Цель => Сколько песен у Владимира, согласно исходному тексту?

Исходный текст =>
---

Что о нем самое существенное хотелось бы сказать? Что это явление, конечно, удивительное. И при жизни многими, к сожалению, непонятое, — многими его товарищами, коллегами и поэтами. Он рожден был поэтом. Имел дар божий — поэта. Это был замечательный русский поэт. И это было во Владимире самое ценное.
У Володи была необыкновенная любознательность и необыкновенное умение притягивать к себе людей. Это редкий дар. Он часто сам говорил: «Я сочинял песни для своих друзей и пел их в очень интимной компании..» А потом они стали расходиться кругами бесконечными и охватывать всю нашу огромную и необъятную страну. И эта интонация дружеская, расположение необыкновенное, с которым он пел своим друзьям, она у него осталась до конца. У него был дар удивительный, он умел любить человека. Поэтому к нему так тянулись люди.
А если брать его блатной цикл, его ведь тоже не понимают… Про него ведь такие небылицы плетут… Но это связано с тем, что он уже при жизни был какой-то легендой. К нему, вы знаете, шли тысячи писем… «Вы, как бывший уголовник, так прекрасно написали… Поняли сердцем… Я перековался…» А ведь он писал эти песни пародийно, стилизуя, проходя через все слои людей. У него необъятная палитра песенная. Ведь у него восемьсот с лишним песен. Это же надо успеть написать! А сколько у него осталось стихов! Ну меньше, конечно, но ведь архив не весь еще разобран. Хотя я знаю, что и проза у него есть. Такого обилия не ожидал даже я, близко его знавший… Я не думал, что у него столько осталось стихов, на которые он не писал музыки. Владимир говорил очень часто, что последнее время он больше работал с бумагой и карандашом, а не с магнитофоном и гитарой. И одна из целей нашего спектакля была даже полемической — показать и поэтам и людям, которые считают его только песенником, что его стихи — это высокая поэзия. Я-то убежден, что это — высокая поэзия. И это доказывает любовь к нему миллионов людей. Это же все-таки удивительное явление, что в любой день со всей страны к нему на Ваганьково приезжают люди, просто постоять. Зачем? Вот хочется задать вопрос: зачем? Значит, они с духовной какой-то жаждой приезжают? Значит, он умеет утолять духовную жажду людей. Они приезжают к нему — к легендарному, к бесстрашному человеку, который спел все, что хотел. Он открыл необъятные новые темы, которые часто многие поэты боялись и затрагивать. Почему его песни так пошли в народ? Сейчас же говорят его словами. Муж хочет утихомирить жену и говорит ей сурово: «Ты, Зин, на грубость нарываешься!» Если иронически кто-то хочет сказать, то говорит: «Жираф большой, ему видней». То есть он, как Грибоедов, входит в пословицы, его песни становятся истинно народным достоянием. Это же тоже удивительное явление.

---

Предоставленные данные =>

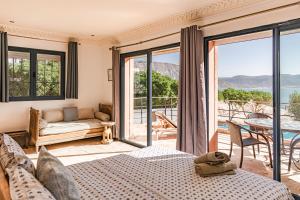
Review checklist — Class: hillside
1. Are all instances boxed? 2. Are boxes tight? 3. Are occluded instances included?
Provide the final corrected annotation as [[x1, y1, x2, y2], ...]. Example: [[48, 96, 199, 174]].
[[134, 61, 179, 80], [219, 74, 300, 90]]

---

Ответ к заданию => У него восемьсот с лишним песен.